Directions for this task
Output all of the records word for word and drop the images.

Referring expression data
········

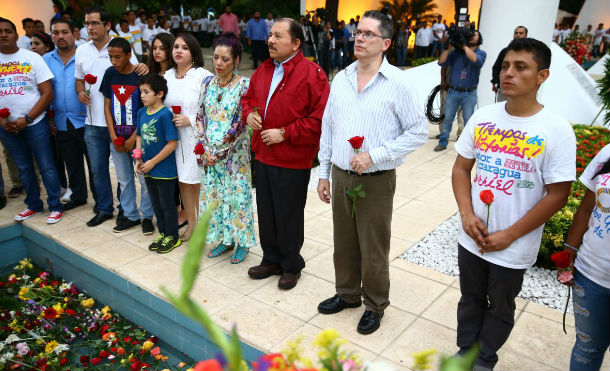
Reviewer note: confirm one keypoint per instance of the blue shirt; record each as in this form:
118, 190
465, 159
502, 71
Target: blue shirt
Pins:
65, 100
256, 30
155, 131
278, 75
464, 73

········

Finished exercise
Reviewer note: confirm one keypoint per instance of the blue shirt; record each as in this form:
118, 190
465, 159
502, 71
Target: blue shirt
Pins:
65, 100
256, 30
155, 131
278, 75
464, 73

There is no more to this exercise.